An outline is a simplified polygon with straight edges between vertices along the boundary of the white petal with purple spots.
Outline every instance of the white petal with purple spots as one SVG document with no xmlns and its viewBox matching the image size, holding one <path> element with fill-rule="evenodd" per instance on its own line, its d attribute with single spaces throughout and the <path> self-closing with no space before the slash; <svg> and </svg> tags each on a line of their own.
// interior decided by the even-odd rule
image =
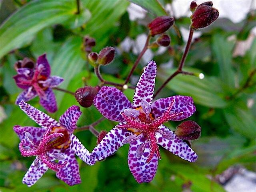
<svg viewBox="0 0 256 192">
<path fill-rule="evenodd" d="M 172 100 L 175 102 L 172 110 L 175 113 L 183 112 L 183 114 L 176 117 L 172 121 L 181 121 L 191 116 L 196 111 L 196 106 L 191 97 L 176 95 L 166 98 L 161 98 L 154 101 L 151 104 L 152 112 L 156 118 L 161 116 L 166 110 Z"/>
<path fill-rule="evenodd" d="M 138 82 L 133 98 L 133 106 L 140 106 L 141 99 L 144 99 L 150 104 L 152 102 L 155 88 L 156 64 L 154 61 L 148 62 Z"/>
<path fill-rule="evenodd" d="M 77 128 L 76 122 L 81 114 L 80 108 L 73 105 L 68 108 L 60 116 L 59 122 L 66 128 L 68 132 L 72 133 Z"/>
<path fill-rule="evenodd" d="M 118 125 L 122 124 L 121 123 Z M 113 128 L 94 148 L 90 158 L 92 159 L 98 161 L 112 155 L 124 145 L 122 142 L 123 139 L 132 134 L 125 129 Z"/>
<path fill-rule="evenodd" d="M 26 184 L 28 187 L 34 185 L 48 170 L 47 166 L 41 160 L 39 160 L 37 166 L 35 166 L 36 160 L 33 162 L 22 179 L 22 183 Z"/>
<path fill-rule="evenodd" d="M 47 128 L 51 124 L 53 126 L 60 126 L 57 121 L 23 100 L 20 102 L 19 106 L 28 116 L 43 128 Z"/>
<path fill-rule="evenodd" d="M 94 165 L 95 162 L 90 158 L 91 154 L 79 140 L 73 134 L 70 134 L 70 148 L 76 154 L 88 165 Z"/>
<path fill-rule="evenodd" d="M 150 182 L 154 178 L 158 165 L 158 158 L 155 154 L 149 163 L 146 162 L 149 154 L 149 146 L 146 147 L 141 157 L 136 157 L 136 151 L 139 145 L 145 142 L 142 138 L 132 143 L 130 146 L 128 153 L 128 165 L 134 177 L 139 183 Z"/>
<path fill-rule="evenodd" d="M 94 97 L 93 102 L 103 116 L 119 122 L 124 120 L 120 112 L 132 108 L 132 104 L 126 96 L 114 87 L 103 86 Z"/>
<path fill-rule="evenodd" d="M 186 142 L 178 138 L 173 132 L 165 126 L 162 125 L 161 129 L 163 131 L 171 132 L 174 136 L 174 139 L 168 140 L 163 138 L 160 134 L 157 133 L 156 137 L 158 139 L 158 144 L 182 159 L 190 162 L 194 162 L 196 160 L 197 155 Z"/>
</svg>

### Task description
Recast the material above as a two-column CSV with the headers instruction and output. Give each instruction and its answer one row, with each in a single quoted field and line breaks turned into spaces, and leave out the pictures.

### Exercise solution
instruction,output
"An outline is a simplified polygon with straight edges between vertices along the boundary of the white petal with purple spots. Outline every instance of the white petal with purple spots as one SVG document with no xmlns and its viewBox matching the image size, holding one <path> element with fill-rule=""evenodd"" per instance on its own line, its d attribute with single spaces throughout and the <path> self-closing with no space before the slash; <svg> and </svg> tags each on a line of their own. // interior decided by the even-odd rule image =","<svg viewBox=""0 0 256 192""> <path fill-rule=""evenodd"" d=""M 172 100 L 175 102 L 172 110 L 175 113 L 183 112 L 183 114 L 176 117 L 172 121 L 181 121 L 191 116 L 196 111 L 196 106 L 191 97 L 176 95 L 166 98 L 161 98 L 154 101 L 151 104 L 152 112 L 156 118 L 161 116 L 166 110 Z""/> <path fill-rule=""evenodd"" d=""M 138 82 L 133 98 L 133 106 L 140 106 L 141 99 L 144 99 L 150 104 L 152 102 L 155 88 L 156 64 L 154 61 L 148 62 Z""/> <path fill-rule=""evenodd"" d=""M 77 128 L 76 122 L 81 114 L 80 108 L 73 105 L 68 108 L 60 116 L 59 122 L 66 128 L 68 132 L 72 133 Z""/> <path fill-rule=""evenodd"" d=""M 118 125 L 122 124 L 121 123 Z M 113 128 L 94 148 L 90 158 L 92 159 L 98 161 L 112 155 L 124 145 L 122 142 L 123 139 L 132 134 L 125 129 Z""/> <path fill-rule=""evenodd"" d=""M 26 184 L 28 187 L 34 185 L 48 170 L 47 166 L 41 160 L 39 160 L 37 166 L 35 166 L 36 160 L 33 162 L 22 179 L 22 183 Z""/> <path fill-rule=""evenodd"" d=""M 47 128 L 51 124 L 53 126 L 60 126 L 57 121 L 23 100 L 20 102 L 19 106 L 28 116 L 43 128 Z""/> <path fill-rule=""evenodd"" d=""M 94 165 L 95 162 L 90 158 L 91 154 L 79 140 L 73 134 L 70 134 L 70 148 L 76 154 L 88 165 Z""/> <path fill-rule=""evenodd"" d=""M 150 182 L 154 178 L 158 165 L 158 158 L 155 154 L 149 163 L 146 162 L 149 154 L 149 146 L 146 147 L 141 157 L 136 157 L 136 151 L 139 145 L 145 142 L 142 138 L 132 143 L 130 146 L 128 153 L 128 165 L 134 177 L 139 183 Z""/> <path fill-rule=""evenodd"" d=""M 94 97 L 93 102 L 103 116 L 119 122 L 124 120 L 120 112 L 132 108 L 132 104 L 126 96 L 114 87 L 103 86 Z""/> <path fill-rule=""evenodd"" d=""M 186 142 L 178 138 L 173 132 L 165 126 L 162 125 L 161 129 L 163 131 L 171 132 L 174 136 L 174 139 L 168 140 L 163 138 L 160 134 L 157 133 L 156 137 L 158 139 L 158 144 L 182 159 L 190 162 L 194 162 L 196 160 L 197 155 Z""/> </svg>"